#### Extract
When you ran the cell above, nothing seemed to happen, right? But you'll notice that the [ ] at the left of it has now changed to [1]. Which means it ran successfully, and there is no output to report. So keep going!

In [45]:
def load_wikilink_data(filepath):
    """Load the wikilink JSON file."""
    with open(filepath, 'r') as f:
        return json.load(f)

def create_graph(data):
    """Create a NetworkX graph from the wikilink data 
       including both links and backlinks."""
    G = nx.Graph()
    
    # Process forward links
    
    links = data.get('links', {})
    
    for source, targets in links.items():
        # source is filename WITH extension
        # targets are filenames WITHOUT extension
        if isinstance(targets, list):
            for target in targets:
                G.add_edge(source, target)
        elif isinstance(targets, dict):
            for target in targets.keys():
                G.add_edge(source, target)
        else:
            # Handle case where targets might be a single value
            G.add_edge(source, targets)
    
    # Process backlinks
    backlinks = data.get('backlinks', {})
    for target, sources in backlinks.items():
        # target is filename WITHOUT extension
        # sources are filenames WITH extension
        if isinstance(sources, list):
            for source in sources:
                G.add_edge(source, target)
        elif isinstance(sources, dict):
            for source in sources.keys():
                G.add_edge(source, target)
        else:
            # Handle case where sources might be a single value
            G.add_edge(sources, target)
    
    return G



In [3]:
def create_directed_graph(data):
    """Create a directed NetworkX graph from the wikilink data."""
    G = nx.DiGraph()
    
    # Process forward links (source -> target)
    links = data.get('links', {})
    for source, targets in links.items():
        if isinstance(targets, list):
            for target in targets:
                G.add_edge(source, target)
        elif isinstance(targets, dict):
            for target in targets.keys():
                G.add_edge(source, target)

(Records of labeled points)
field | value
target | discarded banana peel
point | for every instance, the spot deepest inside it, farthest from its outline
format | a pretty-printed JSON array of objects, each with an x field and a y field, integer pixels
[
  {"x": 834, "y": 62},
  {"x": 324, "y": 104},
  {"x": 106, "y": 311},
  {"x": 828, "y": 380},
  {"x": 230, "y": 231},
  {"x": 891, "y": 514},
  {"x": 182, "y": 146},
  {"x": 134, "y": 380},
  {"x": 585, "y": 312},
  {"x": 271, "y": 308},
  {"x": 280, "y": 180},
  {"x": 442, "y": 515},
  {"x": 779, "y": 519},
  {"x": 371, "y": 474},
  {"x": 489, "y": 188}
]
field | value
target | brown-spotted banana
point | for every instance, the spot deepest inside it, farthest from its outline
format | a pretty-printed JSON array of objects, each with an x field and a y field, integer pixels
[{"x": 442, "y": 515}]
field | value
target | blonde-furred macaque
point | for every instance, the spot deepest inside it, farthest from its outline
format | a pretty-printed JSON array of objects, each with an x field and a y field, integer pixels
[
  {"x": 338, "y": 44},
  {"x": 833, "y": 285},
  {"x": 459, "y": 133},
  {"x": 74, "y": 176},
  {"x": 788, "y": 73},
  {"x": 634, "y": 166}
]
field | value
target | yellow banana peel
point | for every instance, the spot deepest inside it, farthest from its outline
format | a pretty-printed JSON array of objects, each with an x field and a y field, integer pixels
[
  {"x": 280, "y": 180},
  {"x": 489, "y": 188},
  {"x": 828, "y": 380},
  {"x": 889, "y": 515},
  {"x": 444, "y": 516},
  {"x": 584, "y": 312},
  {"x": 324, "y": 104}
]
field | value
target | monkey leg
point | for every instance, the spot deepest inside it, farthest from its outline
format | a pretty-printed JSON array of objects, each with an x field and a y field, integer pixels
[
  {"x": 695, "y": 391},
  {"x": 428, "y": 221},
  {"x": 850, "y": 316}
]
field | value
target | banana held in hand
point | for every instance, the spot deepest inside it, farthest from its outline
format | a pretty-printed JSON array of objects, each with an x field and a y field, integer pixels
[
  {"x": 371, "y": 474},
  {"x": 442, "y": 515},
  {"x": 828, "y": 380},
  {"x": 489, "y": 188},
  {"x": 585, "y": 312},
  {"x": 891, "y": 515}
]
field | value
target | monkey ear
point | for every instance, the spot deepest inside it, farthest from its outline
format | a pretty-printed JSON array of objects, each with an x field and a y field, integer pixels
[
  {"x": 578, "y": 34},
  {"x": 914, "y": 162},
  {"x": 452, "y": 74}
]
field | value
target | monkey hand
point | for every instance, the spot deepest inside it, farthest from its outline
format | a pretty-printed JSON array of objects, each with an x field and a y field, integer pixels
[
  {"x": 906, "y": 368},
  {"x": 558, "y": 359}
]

==

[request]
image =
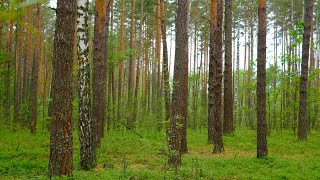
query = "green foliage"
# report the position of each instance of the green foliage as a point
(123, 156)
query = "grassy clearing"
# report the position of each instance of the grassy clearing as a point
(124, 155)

#### Work to be completed
Reproduce the wikilink graph excerpt from "When you ran" up to and including "return json.load(f)", substituting "json_path" for every occurrence of "filepath".

#### Complete response
When you ran the cell above, nothing seemed to happen, right? But you'll notice that the [ ] at the left of it has now changed to [1]. Which means it ran successfully, and there is no output to report. So keep going!

In [45]:
def load_wikilink_data(json_path):
    """Load the wikilink JSON file."""
    with open(json_path, 'r') as f:
        return json.load(f)